◆ **Work to complete**:
1) According to the film essay, what makes Kylo villainous?
2) Please retype the stretch of the film essay from "Poe, Finn, and" through "far more meaningful.", word for word.

◆ **Passage to read**:

#####

Poe, Finn, and Luke all become determined to learn from their mistakes, to turn their failures into lessons that can be applied towards making the galaxy a better place. That’s what makes them heroic, not the explosions they cause or the sword fights they have. Kylo is blind to his flaws and failures, for the most part, and that’s what makes him villainous. The film is not merely saying “here is what toxic masculinity is”; it goes on to say “and here is how you can be better than it, if you stop and think and learn how.” Our heroes need to fight themselves just as much as they need to fight their enemies, and as exciting as their face-offs with their enemies might be, their struggles to overcome themselves and their pasts is, to me, far more meaningful.
I love this film. I love that its female characters are strong, determined, and supportive. I love that its male characters are flawed, insecure, and emotional. Nobody’s dumb, and nobody’s a caricature. These feel like real people. You can understand them, empathize with them, and desire to see them improve and grow — even a character like Kylo Ren. “You can be better than this,” I want to say to Kylo, as much as to many other people that have been in my life. “Why aren’t you better than this?”

#####

◆ **The data**:
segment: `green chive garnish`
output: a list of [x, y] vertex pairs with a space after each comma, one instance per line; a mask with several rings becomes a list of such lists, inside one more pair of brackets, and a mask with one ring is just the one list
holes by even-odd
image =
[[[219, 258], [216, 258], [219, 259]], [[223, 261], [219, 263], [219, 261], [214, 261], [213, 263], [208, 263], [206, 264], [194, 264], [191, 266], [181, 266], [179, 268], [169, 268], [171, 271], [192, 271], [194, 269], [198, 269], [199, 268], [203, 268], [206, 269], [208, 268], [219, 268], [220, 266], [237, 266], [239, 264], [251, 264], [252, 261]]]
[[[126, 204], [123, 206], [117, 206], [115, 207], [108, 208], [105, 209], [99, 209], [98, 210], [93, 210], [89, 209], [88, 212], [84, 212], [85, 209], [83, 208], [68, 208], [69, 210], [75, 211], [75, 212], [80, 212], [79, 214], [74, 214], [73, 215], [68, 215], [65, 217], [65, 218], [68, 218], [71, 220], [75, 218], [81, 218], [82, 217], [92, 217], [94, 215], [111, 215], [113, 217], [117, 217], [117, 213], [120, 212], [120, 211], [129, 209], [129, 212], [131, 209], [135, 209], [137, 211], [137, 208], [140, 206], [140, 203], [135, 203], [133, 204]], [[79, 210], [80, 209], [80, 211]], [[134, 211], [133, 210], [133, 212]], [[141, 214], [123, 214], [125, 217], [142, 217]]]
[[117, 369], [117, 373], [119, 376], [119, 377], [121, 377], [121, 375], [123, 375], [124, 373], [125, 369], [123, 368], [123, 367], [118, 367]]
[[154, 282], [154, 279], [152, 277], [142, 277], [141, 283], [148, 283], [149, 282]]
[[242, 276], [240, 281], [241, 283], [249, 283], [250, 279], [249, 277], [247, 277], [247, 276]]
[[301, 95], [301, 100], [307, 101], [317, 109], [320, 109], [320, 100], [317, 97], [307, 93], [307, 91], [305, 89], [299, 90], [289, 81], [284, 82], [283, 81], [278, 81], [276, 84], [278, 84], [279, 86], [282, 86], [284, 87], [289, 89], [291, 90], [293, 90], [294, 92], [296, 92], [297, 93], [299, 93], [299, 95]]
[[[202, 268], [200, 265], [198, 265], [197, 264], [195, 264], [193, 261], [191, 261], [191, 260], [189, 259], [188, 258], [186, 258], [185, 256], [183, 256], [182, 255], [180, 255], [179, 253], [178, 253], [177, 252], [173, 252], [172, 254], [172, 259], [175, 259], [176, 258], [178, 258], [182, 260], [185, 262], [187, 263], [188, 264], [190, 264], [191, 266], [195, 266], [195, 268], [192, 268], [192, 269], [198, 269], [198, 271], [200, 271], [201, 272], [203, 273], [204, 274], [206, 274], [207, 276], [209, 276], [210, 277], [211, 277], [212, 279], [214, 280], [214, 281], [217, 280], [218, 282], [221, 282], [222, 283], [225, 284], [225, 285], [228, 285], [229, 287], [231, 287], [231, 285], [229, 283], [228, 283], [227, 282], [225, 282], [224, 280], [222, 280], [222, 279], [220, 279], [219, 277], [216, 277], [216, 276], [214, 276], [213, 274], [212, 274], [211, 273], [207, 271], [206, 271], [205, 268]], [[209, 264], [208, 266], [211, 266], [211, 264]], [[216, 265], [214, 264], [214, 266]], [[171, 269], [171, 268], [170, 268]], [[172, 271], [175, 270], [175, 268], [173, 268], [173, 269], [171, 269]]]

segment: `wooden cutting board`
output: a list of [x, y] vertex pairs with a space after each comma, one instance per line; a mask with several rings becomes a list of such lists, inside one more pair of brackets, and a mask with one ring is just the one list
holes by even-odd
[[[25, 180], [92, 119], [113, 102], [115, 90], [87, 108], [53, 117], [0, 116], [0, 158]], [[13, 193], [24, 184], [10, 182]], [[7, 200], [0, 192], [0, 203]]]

#####

◆ **Responses**:
1) He is blind to his flaws and failures, for the most part.

2)
Poe, Finn, and Luke all become determined to learn from their mistakes, to turn their failures into lessons that can be applied towards making the galaxy a better place. That’s what makes them heroic, not the explosions they cause or the sword fights they have. Kylo is blind to his flaws and failures, for the most part, and that’s what makes him villainous. The film is not merely saying “here is what toxic masculinity is”; it goes on to say “and here is how you can be better than it, if you stop and think and learn how.” Our heroes need to fight themselves just as much as they need to fight their enemies, and as exciting as their face-offs with their enemies might be, their struggles to overcome themselves and their pasts is, to me, far more meaningful.